(Saved entries)
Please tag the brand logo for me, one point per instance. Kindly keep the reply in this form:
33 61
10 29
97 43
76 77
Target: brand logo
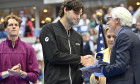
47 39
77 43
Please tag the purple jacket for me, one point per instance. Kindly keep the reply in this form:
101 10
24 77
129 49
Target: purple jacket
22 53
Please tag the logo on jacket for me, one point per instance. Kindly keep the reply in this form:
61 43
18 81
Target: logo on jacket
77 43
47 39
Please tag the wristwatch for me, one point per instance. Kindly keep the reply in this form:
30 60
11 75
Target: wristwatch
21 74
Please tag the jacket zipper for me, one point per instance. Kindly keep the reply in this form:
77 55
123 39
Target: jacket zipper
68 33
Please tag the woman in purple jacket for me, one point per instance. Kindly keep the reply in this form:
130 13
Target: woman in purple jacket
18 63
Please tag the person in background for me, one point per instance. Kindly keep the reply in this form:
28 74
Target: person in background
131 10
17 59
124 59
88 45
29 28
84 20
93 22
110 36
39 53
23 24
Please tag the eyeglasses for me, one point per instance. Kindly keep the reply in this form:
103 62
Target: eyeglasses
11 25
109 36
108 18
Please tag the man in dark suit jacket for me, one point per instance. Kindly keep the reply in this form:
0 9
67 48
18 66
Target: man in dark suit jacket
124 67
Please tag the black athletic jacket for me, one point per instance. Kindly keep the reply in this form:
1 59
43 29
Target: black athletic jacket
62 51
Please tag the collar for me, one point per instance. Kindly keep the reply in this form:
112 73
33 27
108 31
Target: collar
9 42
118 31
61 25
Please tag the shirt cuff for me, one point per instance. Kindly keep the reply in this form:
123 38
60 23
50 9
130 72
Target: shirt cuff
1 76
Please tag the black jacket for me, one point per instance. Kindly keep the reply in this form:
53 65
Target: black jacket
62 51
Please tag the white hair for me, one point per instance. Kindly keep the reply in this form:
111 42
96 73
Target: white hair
--
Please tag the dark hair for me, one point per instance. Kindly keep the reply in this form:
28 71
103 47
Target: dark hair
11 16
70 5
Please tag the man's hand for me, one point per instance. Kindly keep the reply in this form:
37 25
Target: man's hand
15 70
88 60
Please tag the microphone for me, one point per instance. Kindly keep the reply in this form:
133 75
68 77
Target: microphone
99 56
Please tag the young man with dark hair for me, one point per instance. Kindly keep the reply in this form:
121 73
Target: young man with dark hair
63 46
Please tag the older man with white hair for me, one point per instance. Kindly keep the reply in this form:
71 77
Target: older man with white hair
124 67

= YOUR ASSIGNMENT =
What are the lines above, starting at the one with "Please tag the woman" and ending at the one with "Target: white hair"? Give them again exactly, and only them.

= ANSWER =
Please tag the woman in purple jacket for me, one point per instance. Kindly keep the reply in this form:
130 13
Target: woman in purple jacket
18 63
Please tag the person in background for me, one point per instance. Kindly keep the reply in this form:
28 74
Target: person in background
131 10
17 59
124 59
88 45
29 28
84 20
93 22
110 36
39 53
23 24
Please tag the eyeglasses for me, one point per instance. Kindly keep the reply in this form:
103 62
Target: eyeglasses
11 25
109 36
108 18
Please tag the man in dark suit jacket for me, one point per instance. Kindly keep the reply in this form:
0 9
67 48
18 66
Target: man in dark suit jacket
124 67
Please tag the black athletic jacket for me, one point per instance. Kindly keep the reply in this form:
1 59
43 29
Target: black athletic jacket
62 51
Please tag the collar for me, one point per instance. Kindly keep the reply in this form:
112 73
33 27
108 31
Target: collar
9 42
118 31
61 25
Please tag the shirt cuff for me, one point per instance. Kindly keep the reply in this form:
123 38
60 23
50 9
130 72
Target: shirt cuff
1 76
Please tag the black jacket for me, one point per instance. Kindly keep the reply in this form:
53 65
Target: black jacket
62 51
Please tag the white hair for me, one point per instance. Kindly keep the reply in this form:
111 42
96 73
Target: white hair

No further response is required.